Using the entries below, output exactly the line containing "Locate every instance of the person in" and all lines that follow it to the end.
# # #
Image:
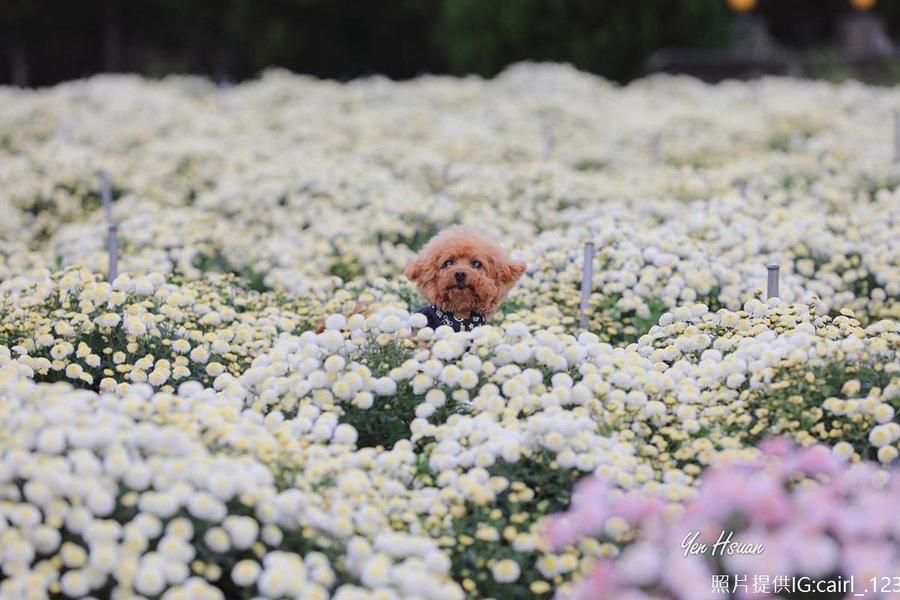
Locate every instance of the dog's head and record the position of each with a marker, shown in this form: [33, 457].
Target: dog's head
[462, 272]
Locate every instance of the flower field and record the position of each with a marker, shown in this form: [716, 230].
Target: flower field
[183, 432]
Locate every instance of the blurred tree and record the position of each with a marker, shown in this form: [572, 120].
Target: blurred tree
[610, 37]
[46, 41]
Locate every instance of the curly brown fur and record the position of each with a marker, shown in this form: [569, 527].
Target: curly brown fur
[461, 272]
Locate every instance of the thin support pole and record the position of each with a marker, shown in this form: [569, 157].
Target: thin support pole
[772, 287]
[587, 277]
[896, 135]
[112, 239]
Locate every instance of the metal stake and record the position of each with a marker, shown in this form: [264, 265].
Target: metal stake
[587, 276]
[772, 287]
[896, 135]
[113, 249]
[112, 240]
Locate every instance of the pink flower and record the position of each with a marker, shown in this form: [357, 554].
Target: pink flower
[841, 519]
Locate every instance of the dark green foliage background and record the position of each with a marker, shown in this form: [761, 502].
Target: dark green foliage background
[235, 39]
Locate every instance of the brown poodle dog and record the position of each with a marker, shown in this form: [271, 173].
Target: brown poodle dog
[464, 276]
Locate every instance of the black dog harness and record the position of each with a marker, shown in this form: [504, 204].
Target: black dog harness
[437, 317]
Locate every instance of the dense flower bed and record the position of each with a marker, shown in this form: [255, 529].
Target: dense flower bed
[185, 432]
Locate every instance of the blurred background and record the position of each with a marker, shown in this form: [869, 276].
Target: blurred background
[48, 41]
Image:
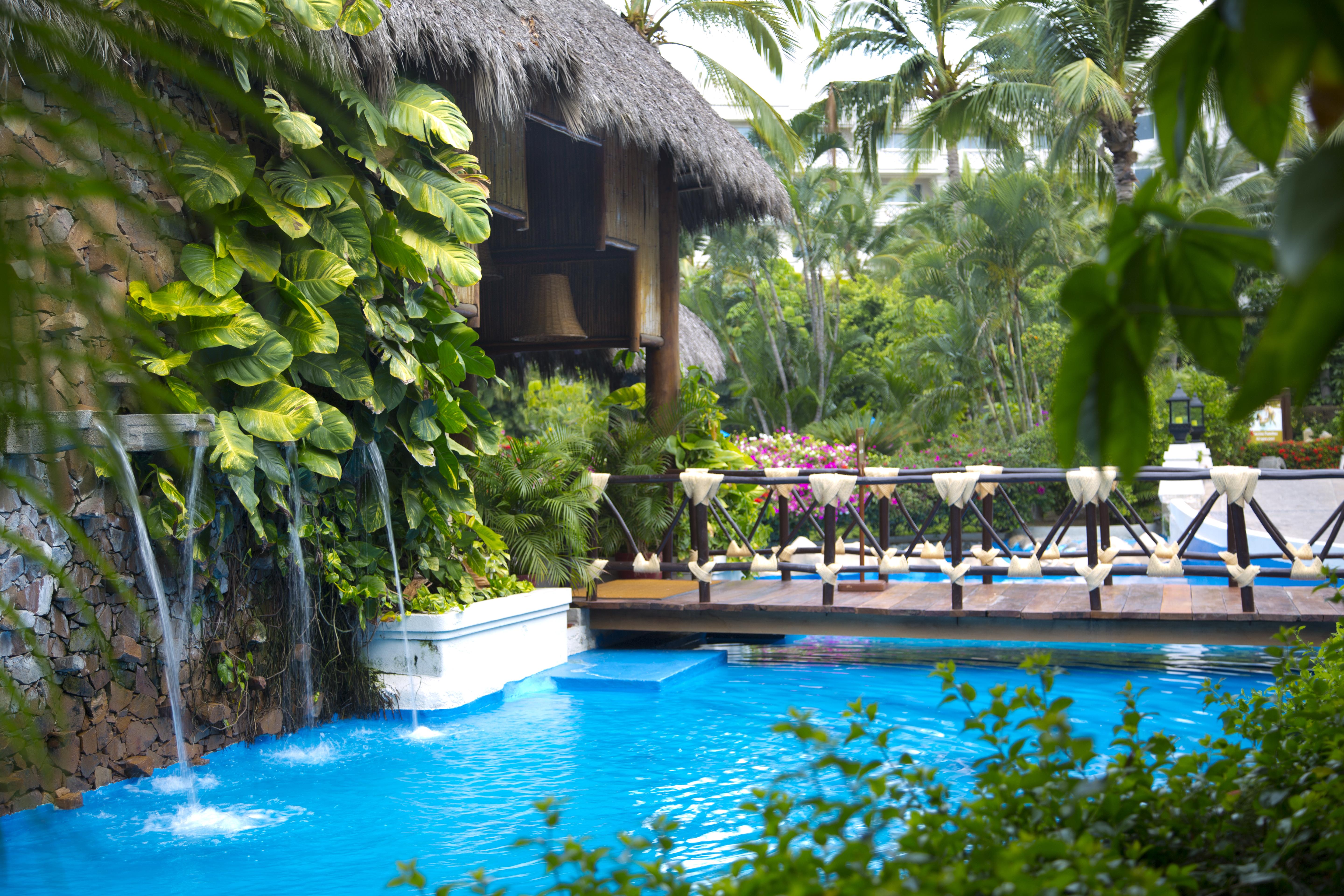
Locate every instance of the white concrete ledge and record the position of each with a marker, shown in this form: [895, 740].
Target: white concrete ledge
[460, 656]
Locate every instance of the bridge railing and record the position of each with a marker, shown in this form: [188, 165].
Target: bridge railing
[940, 542]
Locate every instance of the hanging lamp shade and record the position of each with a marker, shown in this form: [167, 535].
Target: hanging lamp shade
[549, 311]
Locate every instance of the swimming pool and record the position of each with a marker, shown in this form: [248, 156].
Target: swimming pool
[330, 812]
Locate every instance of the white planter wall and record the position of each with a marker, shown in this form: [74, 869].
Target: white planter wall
[464, 655]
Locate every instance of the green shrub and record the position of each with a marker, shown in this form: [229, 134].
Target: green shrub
[1260, 811]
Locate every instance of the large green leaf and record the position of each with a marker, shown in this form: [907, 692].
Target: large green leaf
[298, 128]
[213, 171]
[433, 244]
[284, 217]
[318, 275]
[343, 232]
[346, 373]
[260, 260]
[424, 112]
[319, 15]
[292, 183]
[335, 433]
[230, 448]
[237, 19]
[307, 327]
[240, 331]
[392, 249]
[361, 18]
[319, 463]
[271, 463]
[460, 206]
[203, 268]
[277, 412]
[186, 299]
[252, 366]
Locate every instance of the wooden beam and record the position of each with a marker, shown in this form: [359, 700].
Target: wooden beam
[663, 370]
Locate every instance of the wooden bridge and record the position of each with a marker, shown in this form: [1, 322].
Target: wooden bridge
[974, 601]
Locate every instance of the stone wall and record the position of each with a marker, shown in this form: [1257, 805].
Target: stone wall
[87, 662]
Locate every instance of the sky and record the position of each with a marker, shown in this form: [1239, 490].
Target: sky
[798, 89]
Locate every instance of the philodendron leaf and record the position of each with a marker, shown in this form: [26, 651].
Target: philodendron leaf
[319, 15]
[252, 366]
[298, 128]
[319, 463]
[346, 373]
[186, 299]
[203, 268]
[424, 113]
[361, 18]
[437, 248]
[260, 260]
[319, 276]
[292, 183]
[159, 360]
[343, 232]
[271, 463]
[237, 19]
[423, 421]
[284, 217]
[460, 206]
[240, 331]
[230, 448]
[335, 433]
[277, 413]
[213, 170]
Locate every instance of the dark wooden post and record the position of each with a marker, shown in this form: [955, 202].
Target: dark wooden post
[1237, 520]
[1104, 523]
[955, 536]
[663, 367]
[1095, 596]
[987, 510]
[701, 535]
[829, 525]
[885, 530]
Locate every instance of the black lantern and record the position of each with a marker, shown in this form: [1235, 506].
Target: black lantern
[1178, 416]
[1197, 418]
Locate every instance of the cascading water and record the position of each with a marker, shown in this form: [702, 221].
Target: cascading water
[375, 463]
[131, 496]
[189, 545]
[299, 597]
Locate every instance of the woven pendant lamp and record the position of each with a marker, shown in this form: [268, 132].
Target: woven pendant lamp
[549, 311]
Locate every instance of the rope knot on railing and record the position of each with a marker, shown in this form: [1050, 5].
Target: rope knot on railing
[956, 488]
[833, 490]
[1237, 484]
[701, 486]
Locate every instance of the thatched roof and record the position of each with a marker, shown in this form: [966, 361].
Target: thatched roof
[582, 60]
[700, 347]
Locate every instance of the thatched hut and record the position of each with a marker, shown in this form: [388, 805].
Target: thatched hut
[599, 152]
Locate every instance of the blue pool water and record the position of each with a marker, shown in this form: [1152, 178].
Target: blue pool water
[332, 812]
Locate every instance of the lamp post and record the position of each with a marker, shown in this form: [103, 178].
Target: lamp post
[1178, 416]
[1197, 418]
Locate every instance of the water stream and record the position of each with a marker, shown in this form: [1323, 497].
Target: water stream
[299, 597]
[131, 496]
[375, 463]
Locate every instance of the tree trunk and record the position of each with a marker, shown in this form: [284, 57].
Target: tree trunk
[1119, 140]
[1003, 392]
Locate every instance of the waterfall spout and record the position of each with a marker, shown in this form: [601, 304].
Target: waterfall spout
[127, 483]
[375, 461]
[299, 597]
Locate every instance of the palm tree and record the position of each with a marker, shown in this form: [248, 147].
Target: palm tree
[1096, 54]
[767, 26]
[953, 97]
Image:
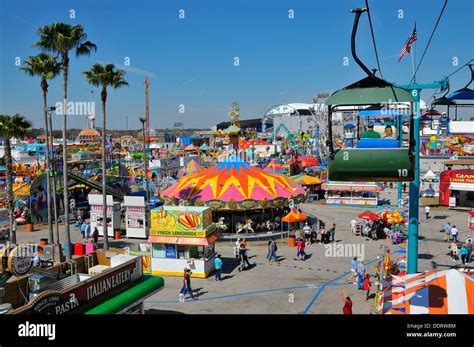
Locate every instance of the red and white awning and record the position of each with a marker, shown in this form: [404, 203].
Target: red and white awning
[436, 292]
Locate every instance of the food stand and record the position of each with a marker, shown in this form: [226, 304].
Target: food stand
[182, 237]
[114, 221]
[349, 193]
[471, 219]
[137, 214]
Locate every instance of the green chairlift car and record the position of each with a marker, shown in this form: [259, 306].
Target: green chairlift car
[372, 160]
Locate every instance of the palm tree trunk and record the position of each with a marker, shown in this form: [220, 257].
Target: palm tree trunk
[9, 186]
[44, 86]
[65, 63]
[104, 177]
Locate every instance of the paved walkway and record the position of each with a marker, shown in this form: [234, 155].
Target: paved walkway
[291, 286]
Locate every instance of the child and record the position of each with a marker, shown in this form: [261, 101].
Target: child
[367, 286]
[454, 252]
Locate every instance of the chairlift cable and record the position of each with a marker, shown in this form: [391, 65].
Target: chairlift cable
[429, 41]
[373, 37]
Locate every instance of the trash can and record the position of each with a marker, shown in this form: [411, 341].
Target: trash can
[79, 248]
[68, 250]
[43, 242]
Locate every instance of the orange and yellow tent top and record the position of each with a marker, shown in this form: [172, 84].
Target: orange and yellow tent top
[294, 216]
[233, 179]
[435, 292]
[306, 180]
[192, 168]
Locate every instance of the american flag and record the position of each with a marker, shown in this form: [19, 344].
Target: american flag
[407, 47]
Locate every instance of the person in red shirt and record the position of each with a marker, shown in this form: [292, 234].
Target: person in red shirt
[300, 250]
[367, 286]
[347, 309]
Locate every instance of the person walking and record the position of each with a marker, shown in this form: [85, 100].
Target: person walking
[218, 266]
[87, 230]
[464, 252]
[307, 233]
[360, 274]
[241, 259]
[83, 229]
[447, 231]
[300, 250]
[322, 231]
[353, 276]
[353, 227]
[332, 233]
[367, 286]
[246, 257]
[347, 308]
[454, 234]
[273, 250]
[454, 251]
[95, 235]
[237, 249]
[187, 284]
[469, 248]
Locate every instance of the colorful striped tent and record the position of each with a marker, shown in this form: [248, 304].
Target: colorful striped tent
[435, 292]
[294, 216]
[192, 168]
[306, 180]
[275, 167]
[233, 181]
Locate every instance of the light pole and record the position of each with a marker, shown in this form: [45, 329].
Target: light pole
[53, 185]
[145, 160]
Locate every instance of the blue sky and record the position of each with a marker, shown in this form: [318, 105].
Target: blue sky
[191, 61]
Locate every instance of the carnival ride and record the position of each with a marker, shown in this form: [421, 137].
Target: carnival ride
[374, 159]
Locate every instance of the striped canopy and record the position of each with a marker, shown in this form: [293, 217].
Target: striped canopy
[275, 167]
[306, 180]
[435, 292]
[192, 168]
[234, 180]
# # #
-- Worked solution --
Locate every instance of the person in red shirt and record the position of each with a marker, shown in this form: [292, 234].
Target: person in red shirt
[300, 250]
[367, 286]
[347, 309]
Locate every instance of the person walking and record the position of each with a marker, shown in this form: [85, 100].
Target: person walking
[218, 266]
[87, 230]
[464, 252]
[307, 233]
[360, 274]
[241, 259]
[83, 229]
[447, 231]
[300, 250]
[322, 231]
[353, 276]
[353, 227]
[332, 233]
[367, 286]
[246, 257]
[347, 308]
[454, 234]
[273, 250]
[454, 251]
[95, 235]
[237, 249]
[187, 284]
[469, 248]
Locate every instance of the colorful striped tent and record the position of each with a marker, shown in this form: [248, 304].
Target: colorful striped tent
[435, 292]
[294, 216]
[192, 168]
[306, 180]
[275, 167]
[233, 181]
Locate every instance of the light pole and record the position of each with a marker, shown in this form: [45, 329].
Target: light pole
[53, 185]
[145, 160]
Locate every instance of the blue sky and record the position of each with a marker, shown in this form: [318, 105].
Target: blue sky
[191, 61]
Locate every instance of the carnival ride and record the position of each with a marker, shown in this form: [421, 137].
Target: carnival ride
[374, 159]
Locate every instance of the striped canopy and record the position of each with a marker, shown in this form: [293, 217].
Target: striped canopy
[275, 167]
[306, 180]
[435, 292]
[192, 168]
[234, 180]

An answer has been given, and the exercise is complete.